EXERCISE BRIEF » Rewrite everything in the listing from the line containing "Where can the front side" down to the line containing "pixel 372 249", changing "innermost" to "centermost" and leaving all else unchanged.
------ DATA FOR PROCESSING ------
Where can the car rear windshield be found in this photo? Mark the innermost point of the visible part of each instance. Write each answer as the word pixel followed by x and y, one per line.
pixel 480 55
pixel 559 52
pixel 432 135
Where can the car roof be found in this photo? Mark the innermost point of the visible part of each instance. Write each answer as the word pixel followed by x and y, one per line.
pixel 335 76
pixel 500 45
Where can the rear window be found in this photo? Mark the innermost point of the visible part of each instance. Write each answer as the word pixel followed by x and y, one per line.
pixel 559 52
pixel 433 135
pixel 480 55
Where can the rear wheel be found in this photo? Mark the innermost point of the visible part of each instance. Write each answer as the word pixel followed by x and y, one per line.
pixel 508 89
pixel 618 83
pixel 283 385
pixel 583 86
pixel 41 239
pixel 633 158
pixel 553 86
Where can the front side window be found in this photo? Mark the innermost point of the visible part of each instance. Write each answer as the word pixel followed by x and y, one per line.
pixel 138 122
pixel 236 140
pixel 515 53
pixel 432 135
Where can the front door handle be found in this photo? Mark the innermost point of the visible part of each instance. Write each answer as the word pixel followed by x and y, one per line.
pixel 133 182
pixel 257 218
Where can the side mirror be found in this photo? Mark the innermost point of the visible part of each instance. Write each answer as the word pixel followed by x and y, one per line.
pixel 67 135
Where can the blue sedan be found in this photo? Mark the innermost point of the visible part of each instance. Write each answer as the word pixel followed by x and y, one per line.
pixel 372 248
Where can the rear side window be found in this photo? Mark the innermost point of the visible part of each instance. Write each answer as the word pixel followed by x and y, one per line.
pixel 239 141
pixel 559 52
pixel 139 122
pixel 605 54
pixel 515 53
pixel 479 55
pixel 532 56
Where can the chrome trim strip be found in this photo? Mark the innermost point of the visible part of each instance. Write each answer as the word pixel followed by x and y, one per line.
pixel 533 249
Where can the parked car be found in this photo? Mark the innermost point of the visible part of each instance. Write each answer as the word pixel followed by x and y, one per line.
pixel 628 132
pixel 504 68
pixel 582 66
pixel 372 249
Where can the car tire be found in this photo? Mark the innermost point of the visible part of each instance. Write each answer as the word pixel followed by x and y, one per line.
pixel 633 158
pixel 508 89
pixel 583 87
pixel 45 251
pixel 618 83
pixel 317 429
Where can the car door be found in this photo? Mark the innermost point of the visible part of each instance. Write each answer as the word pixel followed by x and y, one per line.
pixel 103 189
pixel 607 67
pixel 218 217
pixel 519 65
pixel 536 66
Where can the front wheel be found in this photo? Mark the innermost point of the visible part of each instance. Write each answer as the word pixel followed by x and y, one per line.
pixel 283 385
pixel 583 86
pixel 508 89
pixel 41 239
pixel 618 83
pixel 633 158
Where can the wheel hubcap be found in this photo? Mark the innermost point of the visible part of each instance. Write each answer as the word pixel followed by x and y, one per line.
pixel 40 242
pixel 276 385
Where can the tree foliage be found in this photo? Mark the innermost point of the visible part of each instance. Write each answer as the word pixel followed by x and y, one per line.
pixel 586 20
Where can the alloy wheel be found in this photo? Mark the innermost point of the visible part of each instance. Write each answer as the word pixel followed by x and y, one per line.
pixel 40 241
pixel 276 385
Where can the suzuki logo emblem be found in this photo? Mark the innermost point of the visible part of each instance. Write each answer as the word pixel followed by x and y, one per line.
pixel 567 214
------
EXERCISE SOLUTION »
Where can the front side window be found in this photo? Mark the centermost point of the visible part of each instance. Write each answer as the word pixel followed by x and y, one per line.
pixel 138 122
pixel 236 140
pixel 515 53
pixel 432 135
Where can the front door handle be found in this photo? Mark the centermost point of the visible part of each instance. Write each answer as the word pixel followed by x and y, one per line.
pixel 133 182
pixel 257 218
Where can the side mirror be found in this photo? Mark the centermost point of the visible part of each instance. Write each answer as the word pixel followed by x and y, one per line.
pixel 67 135
Where can the blue sedan be found in this photo? Mark the centermost point of the visible part of each instance. Write each answer as the word pixel followed by x and y, one per line.
pixel 372 248
Where can the rear side window be found in this photo? Mark the centermost point of the visible part of each instance. Write each answer as the word pixel followed by x and y, one per line.
pixel 239 141
pixel 559 52
pixel 139 122
pixel 605 54
pixel 515 53
pixel 479 55
pixel 532 56
Where can the chrome trim strip be found in this photo? Mark the centermost point of the visible part of each instance. Write each answer as the word pixel followed by x and y, one per line.
pixel 533 249
Where can the parked car be found in this photo? Mark the centermost point of the visible part of each instance. Write each answer as the word pixel followed by x and y, one per line.
pixel 628 132
pixel 504 68
pixel 582 66
pixel 372 249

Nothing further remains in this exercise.